**WORK ORDER:** Please use the article on AI in healthcare below to explain, in one to three sentences, why access to large reams of medical information from different sources helps clinicians develop individual treatment pathways for patients.

PAGE EXCERPT Start Marker

Article by Professor Vinny Wade, Director of ADAPT.
The last two years have proved that digital technology is a critical enabler of all aspects of society, including healthcare. Artificial intelligence (AI) is transforming digital healthcare, leading to exciting opportunities for screening, decision making support, disease treatment and personalised or ‘precision’ medicine delivery.
Increasingly our world is driven by data. A major challenge for precision medicine is developing and deploying innovative and agile solutions that can unlock the data needed for precision medicine. At the ADAPT Centre, our goal is to have AI used by clinicians in a way that augments their abilities to make better, more accurate decisions and faster, more informed diagnoses. With access to large reams of medical information from different sources, clinicians can get a more holistic picture allowing them develop individual treatment pathways for patients.
One such example that we are leading on from a data-science perspective is ‘Precision ALS’. It is an ambitious academic, clinical and industry research programme that will provide new insights in our understanding of motor neuron disease, also known as amyotrophic lateral sclerosis (ALS).
The pan-European programme will result in advanced data-driven prediction models for progression of the disease in patients and next-generation data analysis that facilitates clinical insights and treatment.
The Irish team will lead the development of metadata management tools for advanced integration of real-world clinical data sets, including remote monitoring. The development of a whole illness model of disease within the wider healthcare ecosystem opens up the opportunity for new products and services, new therapeutics and diagnostic tools and the framework can be easily adapted to other diseases such as cancer.
Expectations are high for the future of AI-driven healthcare. Close collaboration between researchers and industry will help us unlock real-world data in an ethical way. This is the key to realising true ‘precision medicine’ and providing the most suitable, personalised medicine.

PAGE EXCERPT End Marker
SUPPLIED RECORDS Start Marker

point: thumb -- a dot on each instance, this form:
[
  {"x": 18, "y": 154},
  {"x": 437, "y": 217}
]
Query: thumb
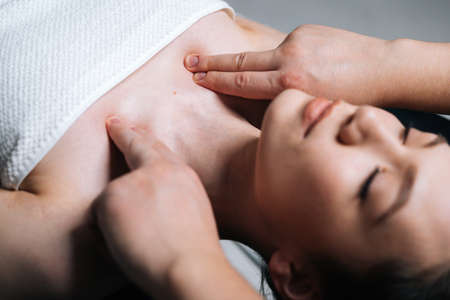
[{"x": 129, "y": 140}]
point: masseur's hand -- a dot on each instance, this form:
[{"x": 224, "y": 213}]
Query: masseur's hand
[
  {"x": 158, "y": 216},
  {"x": 319, "y": 60}
]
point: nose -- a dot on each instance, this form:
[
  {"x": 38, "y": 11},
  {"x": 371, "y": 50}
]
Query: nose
[{"x": 365, "y": 126}]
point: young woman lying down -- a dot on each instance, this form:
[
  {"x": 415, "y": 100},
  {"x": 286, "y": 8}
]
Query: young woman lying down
[{"x": 70, "y": 65}]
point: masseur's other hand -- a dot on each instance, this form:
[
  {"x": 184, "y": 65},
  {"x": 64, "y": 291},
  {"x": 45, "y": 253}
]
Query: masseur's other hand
[
  {"x": 319, "y": 60},
  {"x": 156, "y": 216}
]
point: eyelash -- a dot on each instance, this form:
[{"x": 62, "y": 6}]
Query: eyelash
[{"x": 365, "y": 188}]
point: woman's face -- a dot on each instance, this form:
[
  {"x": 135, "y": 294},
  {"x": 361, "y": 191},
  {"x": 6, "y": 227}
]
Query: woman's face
[{"x": 351, "y": 184}]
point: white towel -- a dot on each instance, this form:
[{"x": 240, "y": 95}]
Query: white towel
[{"x": 57, "y": 57}]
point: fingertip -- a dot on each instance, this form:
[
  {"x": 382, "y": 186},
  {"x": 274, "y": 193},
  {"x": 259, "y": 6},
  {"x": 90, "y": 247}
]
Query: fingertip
[
  {"x": 113, "y": 121},
  {"x": 200, "y": 76},
  {"x": 192, "y": 61}
]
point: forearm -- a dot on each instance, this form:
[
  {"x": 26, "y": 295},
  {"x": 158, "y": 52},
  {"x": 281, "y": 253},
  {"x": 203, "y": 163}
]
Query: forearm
[
  {"x": 418, "y": 76},
  {"x": 209, "y": 278}
]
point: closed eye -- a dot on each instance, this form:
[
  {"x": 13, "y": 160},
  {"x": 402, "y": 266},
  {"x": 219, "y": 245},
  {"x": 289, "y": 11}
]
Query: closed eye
[{"x": 365, "y": 188}]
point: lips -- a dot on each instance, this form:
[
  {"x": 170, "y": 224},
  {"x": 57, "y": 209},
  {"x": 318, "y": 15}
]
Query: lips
[{"x": 314, "y": 112}]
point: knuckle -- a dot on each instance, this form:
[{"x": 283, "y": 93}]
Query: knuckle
[
  {"x": 290, "y": 79},
  {"x": 242, "y": 80},
  {"x": 240, "y": 60},
  {"x": 290, "y": 51}
]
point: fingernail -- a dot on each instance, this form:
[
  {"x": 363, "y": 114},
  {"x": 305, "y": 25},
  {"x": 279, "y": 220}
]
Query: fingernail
[
  {"x": 193, "y": 60},
  {"x": 113, "y": 120},
  {"x": 199, "y": 76}
]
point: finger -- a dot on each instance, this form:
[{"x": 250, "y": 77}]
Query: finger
[
  {"x": 244, "y": 61},
  {"x": 250, "y": 85},
  {"x": 139, "y": 146},
  {"x": 130, "y": 141}
]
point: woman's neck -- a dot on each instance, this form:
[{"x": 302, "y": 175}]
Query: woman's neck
[{"x": 221, "y": 147}]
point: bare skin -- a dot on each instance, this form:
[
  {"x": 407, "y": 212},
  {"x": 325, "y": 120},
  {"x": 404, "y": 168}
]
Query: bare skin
[
  {"x": 52, "y": 245},
  {"x": 336, "y": 64}
]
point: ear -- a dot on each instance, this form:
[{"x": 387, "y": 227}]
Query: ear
[{"x": 294, "y": 279}]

SUPPLIED RECORDS End Marker

**EXERCISE SOLUTION:** Information drawn from many different sources gives clinicians a more holistic picture of each patient. That fuller picture lets them develop individual treatment pathways.